--- Begin ARTICLE ---

Question

Note: This is NOT a question. This is a tutorial

How to take the derivative of a function? See comment below for a tutorial on the basic rules on derivatives!

Answer 1

Differential Calculus Basics.

Taking the derivative of a function is easy, if you know what to do. There are some rules in derivatives. (Note: these rules are not the official names. I am calling them names based on how they are used for the convenience of the tutorial)

Rule #1: Constant Rule. The derivative of a constant (without any variables) is always zero. This means that the derivative of ALL positive, negative, and zero integers (i.e. -1, 1, 0) are all zero. Note that these numbers must NOT contain any variables so that their derivative will be zero. If they contain variables, then it is under another rule.

Rule #2: Single Variable Rule. The derivative of a single variable with 1 as the exponent is always 1. (i.e. derivative of x = 1).

Rule #3: Constant Multiple Rule. To take the derivative of the of a constant containing a variable, factor out the constant, then take the derivative of the variable. For example, to take the derivative of 3x, factor out 3 so it will be 3(x). Now take the derivative of the variable inside, which in this case is x. So it will be 3(derivative of x). From the previous rule, we know that the derivative of x is 1 so it will become 3(1) = 3.

--- End ARTICLE ---

WHAT YOU NEED TO DO ->
a – Answer each question from the derivatives tutorial.
(i) What is the derivative of a constant without any variables?
(ii) What is the derivative of x?
(iii) What final result does the tutorial reach for the derivative of 3x?
b – Do these statements agree with the derivatives tutorial? Answer yes or no to each, quoting the words that decide it.
(i) The rule names used in the tutorial are the official names.
(ii) A number that contains a variable is still covered by the Constant Rule.
(iii) The Constant Multiple Rule starts by factoring out the constant.
c – Could you carry on the derivatives tutorial after its final sentence?

--- Begin SUPPLIED DATA ---

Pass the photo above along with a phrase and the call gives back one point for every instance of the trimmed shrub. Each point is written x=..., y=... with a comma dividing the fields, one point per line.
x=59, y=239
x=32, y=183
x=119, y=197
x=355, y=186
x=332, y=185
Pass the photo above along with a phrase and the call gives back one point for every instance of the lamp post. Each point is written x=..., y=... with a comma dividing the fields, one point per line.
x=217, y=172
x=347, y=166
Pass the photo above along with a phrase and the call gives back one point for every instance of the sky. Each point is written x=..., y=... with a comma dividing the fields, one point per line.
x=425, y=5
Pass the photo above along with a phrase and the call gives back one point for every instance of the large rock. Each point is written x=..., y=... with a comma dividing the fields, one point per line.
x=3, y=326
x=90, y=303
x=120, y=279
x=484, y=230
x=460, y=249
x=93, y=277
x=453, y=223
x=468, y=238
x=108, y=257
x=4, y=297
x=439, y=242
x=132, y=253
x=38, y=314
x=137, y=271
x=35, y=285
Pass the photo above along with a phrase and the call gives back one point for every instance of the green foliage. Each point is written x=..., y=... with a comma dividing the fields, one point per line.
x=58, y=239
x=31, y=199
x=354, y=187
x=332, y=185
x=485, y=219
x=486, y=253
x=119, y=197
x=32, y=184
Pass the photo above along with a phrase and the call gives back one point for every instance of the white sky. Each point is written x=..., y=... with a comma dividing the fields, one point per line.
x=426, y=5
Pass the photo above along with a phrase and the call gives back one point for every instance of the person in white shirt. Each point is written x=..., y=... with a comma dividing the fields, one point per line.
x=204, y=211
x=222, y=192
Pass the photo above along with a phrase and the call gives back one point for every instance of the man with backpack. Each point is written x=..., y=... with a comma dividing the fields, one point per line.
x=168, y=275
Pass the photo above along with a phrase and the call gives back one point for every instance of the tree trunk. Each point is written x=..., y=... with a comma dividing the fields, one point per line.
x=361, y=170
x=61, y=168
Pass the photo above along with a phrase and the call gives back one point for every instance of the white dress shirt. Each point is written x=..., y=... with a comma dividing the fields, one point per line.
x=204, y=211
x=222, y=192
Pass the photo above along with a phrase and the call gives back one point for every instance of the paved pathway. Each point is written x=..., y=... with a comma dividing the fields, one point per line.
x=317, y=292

--- End SUPPLIED DATA ---

ANSWERS BELOW ->
a –
(i) Zero.
(ii) 1.
(iii) 3.

b –
(i) No: "these rules are not the official names."
(ii) No: "If they contain variables, then it is under another rule."
(iii) Yes: "factor out the constant, then take the derivative of the variable."

c –
Rule #4: Power Rule. To take the derivative of a variable with an exponent higher than one, first, multiply the exponent by the variable. Then, subtract 1 from the exponent. For example, to take the derivative of \(x^2\), first multiply the exponent (which in this case is 2) to the variable. So, we have \(2x^2\). Now, subtract 1 from the exponent, so it will become \(2x^{2-1} = 2x^1 = 2x\)

Important note: When given an expression, we take the derivative one-by-one each term. For example, we are given \(5x^2 - 3x + 1\). To take the derivative of this, we take the derivative of \(5x^2\), add it to the derivative of \(-3x\), and add that to the derivative of \(1\). What is the derivative of \(5x^2\)? First, we use the constant multiple rule. We pull out the constant. \(5(x^2)\). Now, we take the derivative of \(x^2\). How? We use the power rule. Multiply the exponent by the variable, then subtract the exponent by 1. So, we'll have \(5(2x^{2-1}) = 5(2x^1) = 5(2x) = 10x\). This is now the derivative of the first term. Now, we take the derivative of the second term. We'll use the constant multiple rule. Pull out the constant, then take the derivative of the variable, so we'll have \(-3(derivative of x) = -3(1) = -3\). Lastly, we take the derivative of the last term. We use the Constant Rule to find out that the derivative of the last term is 0. So, the derivative of our expression is \(10x - 3 +0 = 10x - 3\)

Answer 2

@GOODMAN

Answer 3

Woahh, you did this all now?

Answer 4

yepppp :DDD like itttt?

Answer 5

@lgbasallote shuper speed! of writing!

Answer 6

thanks @Rohangrr :)

Answer 7

@lgbasallote u type more faster thn me!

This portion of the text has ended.